EXERCISE —
Answer the following from the forum thread on wall construction.
(a) What was the total framing thickness of the double-stud walls in the recently built house?
(b) Which type of air source heat pump is ranked as the most efficient?
(c) By how much has the cost of solar fallen since the 2011 figures were used?

PAGE EXTRACT —

• • • •

I'd take a look at http://www.ecocor.us/
They are doing what you are looking for as factory-built wall panels. I have no direct experience or knowledge of the company but I really like the ideas behind it, and it might save you the trouble of trying to find a builder locally who is interested in learning.
Jeff,
The way to determine how an upgrade in the R-value of your walls will affect your home's energy performance is to model your home with energy modeling software.
If cost-effectiveness (rather than carbon reductions) is your chief concern, today's very low energy prices are likely to extend the payback period for energy-efficiency upgrades. Your assumptions about future energy prices will affect your decision. There are many unknowns in the equation.
GBA has published many articles on this topic. Here are links to a few of them to help you out:
Is Double-Stud Wall Construction the Path to Efficiency on a Budget?
Choosing a Cost-Effective Wall System
Choosing a High-Performance Wall Assembly
GBA Encyclopedia: Double-Stud Walls
GBA Encyclopedia: Exterior Walls
Calculating the Minimum Thickness of Rigid Foam Sheathing
The Klingenberg Wall
Jeff- my recently built pretty good house has double stud walls. It was a first for my contractor, but he had no trouble at all. Any smart framer can do it, with just a bit of planning.
Total framing thickness was about 12 inches, with two 24" o.c. 2x4 stud walls, resulting in a 5" space between them. Exterior wall was structural.
When you say you want to be able to use a single split air source heat pump (ASHP), are you thinking of a mini-split or the type that works with an air handler and whole house ductwork? There is an efficiency hierarchy of types of ASHPs. Ductless mini-splits have the highest efficiency, mini-duct mini-splits are next, and central ducted systems are least efficient (substantial range within each category). The effectiveness in distributing the heat goes in the opposite order. If you are thinking of a central ASHP, they are available with large enough capacity that it would not likely drive your wall design decision. If you are trying to get to a single ductless mini-split, then considerations of heat distribution are at least as important as total load. Reducing heat loss helps with heat distribution, but many other factors also come into play. How large is the planned house?
As for wall designs, there are many options between R13+5 and passive house. BEOpt is a useful tool for assessing some of the trade-offs.
There are a lot of wall types that can get you to Net Zero Energy type levels, some without going crazy on complexity.
Download a copy of BA-1005, read the first chaper, and take a peek at Table 2, p10.
http://buildingscience.com/documents/bareports/ba-1005-building-america-high-r-value-high-performance-residential-buildings-all-climate-zones/view
In zone 5 using 2011 vintage photovolatic (PV) system efficiency and cost it's possible to hit Net Zero Energy with an R30 whole-wall cost-effectively. Much beyond that you may be better off spending the money on the rooftop solar. The cost of solar has fallen by more than half since then, and the efficiency (read, "amount of roof area needed") improved incrementally, as has the efficiency of best-in-class air source heat pumps.
Then, download a copy of BA-0903, and take a peek at Table 3, p13:
http://buildingscience.com/documents/bareports/ba-0903-building-america-special-research-project-high-r-walls/view
Of the wall systems discussed, that exceed R30:
Case 2b: R34.5 whole-wall, 2x6 AF wall w/ R19 cavity fill and 4" exterior foam.

• • • •

LISTING —
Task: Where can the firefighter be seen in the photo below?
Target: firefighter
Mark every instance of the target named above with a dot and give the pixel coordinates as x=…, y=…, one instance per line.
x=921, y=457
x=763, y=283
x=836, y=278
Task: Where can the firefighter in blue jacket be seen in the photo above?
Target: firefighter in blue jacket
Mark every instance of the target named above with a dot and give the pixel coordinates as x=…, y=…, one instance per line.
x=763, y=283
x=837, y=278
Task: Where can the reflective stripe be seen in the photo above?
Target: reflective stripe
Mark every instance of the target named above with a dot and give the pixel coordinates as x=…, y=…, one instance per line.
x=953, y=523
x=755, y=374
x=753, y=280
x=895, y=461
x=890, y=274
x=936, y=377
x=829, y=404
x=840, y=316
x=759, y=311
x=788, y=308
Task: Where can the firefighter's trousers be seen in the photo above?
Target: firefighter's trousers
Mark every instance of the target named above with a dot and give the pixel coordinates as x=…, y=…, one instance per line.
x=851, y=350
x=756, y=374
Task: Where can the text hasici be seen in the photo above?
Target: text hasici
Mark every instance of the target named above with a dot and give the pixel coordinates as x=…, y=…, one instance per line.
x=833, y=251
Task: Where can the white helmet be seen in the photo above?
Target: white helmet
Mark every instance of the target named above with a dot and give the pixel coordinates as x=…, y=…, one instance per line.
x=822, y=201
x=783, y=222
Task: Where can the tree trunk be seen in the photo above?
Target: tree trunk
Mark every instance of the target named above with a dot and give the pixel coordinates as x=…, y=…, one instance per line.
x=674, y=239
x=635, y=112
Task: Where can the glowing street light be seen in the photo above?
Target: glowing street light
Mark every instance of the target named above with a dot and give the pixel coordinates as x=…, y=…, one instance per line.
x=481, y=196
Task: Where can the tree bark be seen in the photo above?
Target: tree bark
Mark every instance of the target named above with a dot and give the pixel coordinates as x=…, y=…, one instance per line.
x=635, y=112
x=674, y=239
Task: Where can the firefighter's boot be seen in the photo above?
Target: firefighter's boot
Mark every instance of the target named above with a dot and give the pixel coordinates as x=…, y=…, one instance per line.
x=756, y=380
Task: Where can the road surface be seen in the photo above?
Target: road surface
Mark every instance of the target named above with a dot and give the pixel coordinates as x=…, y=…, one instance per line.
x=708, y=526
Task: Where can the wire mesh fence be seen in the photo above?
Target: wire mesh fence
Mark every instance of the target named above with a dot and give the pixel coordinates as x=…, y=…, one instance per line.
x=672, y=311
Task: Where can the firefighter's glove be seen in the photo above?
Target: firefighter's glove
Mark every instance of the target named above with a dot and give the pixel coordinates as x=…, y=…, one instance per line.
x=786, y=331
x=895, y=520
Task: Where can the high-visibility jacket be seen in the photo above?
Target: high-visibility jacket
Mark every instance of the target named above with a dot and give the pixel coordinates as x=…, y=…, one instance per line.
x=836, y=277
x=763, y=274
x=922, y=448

• • • •

RESPONSE —
(a) About 12 inches.
(b) Ductless mini-splits.
(c) By more than half.